§ **Written exercise**: Can you write out the material again, starting with the line with "Look at the photo above. Which pixel sits on the mown" and going on through the line with "pixel 116 107", substituting "handbag" for "shoulder bag" and keeping everything else the same?

(Stored records)

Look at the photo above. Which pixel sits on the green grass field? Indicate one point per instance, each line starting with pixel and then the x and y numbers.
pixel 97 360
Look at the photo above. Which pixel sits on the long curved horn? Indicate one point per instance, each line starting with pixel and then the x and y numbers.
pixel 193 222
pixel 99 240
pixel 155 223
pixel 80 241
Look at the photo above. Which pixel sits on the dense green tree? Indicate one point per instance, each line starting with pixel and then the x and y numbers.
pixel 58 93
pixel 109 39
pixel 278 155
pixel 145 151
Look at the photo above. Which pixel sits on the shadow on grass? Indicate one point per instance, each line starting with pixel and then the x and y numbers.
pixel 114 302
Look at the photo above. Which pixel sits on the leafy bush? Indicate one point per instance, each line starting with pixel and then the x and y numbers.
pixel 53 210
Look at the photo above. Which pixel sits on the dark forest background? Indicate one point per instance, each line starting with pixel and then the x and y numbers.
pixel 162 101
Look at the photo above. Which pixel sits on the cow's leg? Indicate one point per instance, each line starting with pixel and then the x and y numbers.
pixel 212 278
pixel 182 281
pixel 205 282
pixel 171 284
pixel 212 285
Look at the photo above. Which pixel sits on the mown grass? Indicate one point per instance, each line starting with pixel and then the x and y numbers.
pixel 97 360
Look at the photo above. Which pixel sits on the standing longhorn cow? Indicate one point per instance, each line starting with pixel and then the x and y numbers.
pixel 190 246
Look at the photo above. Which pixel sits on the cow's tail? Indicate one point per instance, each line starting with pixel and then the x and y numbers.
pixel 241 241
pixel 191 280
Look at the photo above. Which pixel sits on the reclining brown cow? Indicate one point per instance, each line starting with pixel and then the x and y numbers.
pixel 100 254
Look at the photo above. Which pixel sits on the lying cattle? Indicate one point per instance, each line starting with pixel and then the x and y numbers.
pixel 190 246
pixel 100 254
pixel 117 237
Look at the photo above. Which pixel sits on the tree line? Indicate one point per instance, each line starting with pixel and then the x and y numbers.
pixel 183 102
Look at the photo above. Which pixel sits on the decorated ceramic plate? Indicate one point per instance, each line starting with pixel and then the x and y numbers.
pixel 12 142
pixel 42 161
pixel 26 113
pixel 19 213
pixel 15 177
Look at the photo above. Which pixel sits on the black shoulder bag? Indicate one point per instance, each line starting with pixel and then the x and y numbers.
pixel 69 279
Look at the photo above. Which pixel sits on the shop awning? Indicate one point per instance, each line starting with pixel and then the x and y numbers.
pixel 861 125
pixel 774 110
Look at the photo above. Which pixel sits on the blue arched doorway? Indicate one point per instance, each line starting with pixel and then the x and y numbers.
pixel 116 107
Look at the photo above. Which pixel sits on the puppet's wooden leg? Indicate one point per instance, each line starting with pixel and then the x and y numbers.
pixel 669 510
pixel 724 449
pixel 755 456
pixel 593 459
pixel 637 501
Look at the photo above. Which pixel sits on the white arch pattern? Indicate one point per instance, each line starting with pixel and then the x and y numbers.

§ **Solution for this exercise**:
Look at the photo above. Which pixel sits on the mown grass? Indicate one point per instance, each line starting with pixel and then the x and y numbers.
pixel 97 360
Look at the photo above. Which pixel sits on the standing longhorn cow? Indicate one point per instance, each line starting with pixel and then the x and y numbers.
pixel 190 246
Look at the photo above. Which pixel sits on the cow's tail? Indicate one point per instance, each line starting with pixel and then the x and y numbers.
pixel 241 241
pixel 191 280
Look at the photo above. Which pixel sits on the reclining brown cow? Indicate one point per instance, each line starting with pixel and then the x and y numbers.
pixel 100 254
Look at the photo above. Which pixel sits on the lying cattle? Indicate one point per instance, each line starting with pixel and then the x and y numbers.
pixel 190 246
pixel 100 254
pixel 117 237
Look at the photo above. Which pixel sits on the tree line? Indicate one point per instance, each line starting with pixel and then the x and y numbers.
pixel 183 102
Look at the photo above. Which pixel sits on the decorated ceramic plate? Indicate one point per instance, each line starting with pixel and then the x and y numbers.
pixel 12 142
pixel 42 161
pixel 26 113
pixel 19 213
pixel 15 177
Look at the photo above. Which pixel sits on the black handbag? Indicate one point per instance, each line starting with pixel and then the x and y numbers.
pixel 69 279
Look at the photo above. Which pixel sits on the shop awning? Indicate one point per instance, each line starting with pixel and then the x and y numbers.
pixel 861 125
pixel 774 110
Look at the photo above. Which pixel sits on the blue arched doorway? Indicate one point per instance, each line starting with pixel and then the x and y numbers.
pixel 116 107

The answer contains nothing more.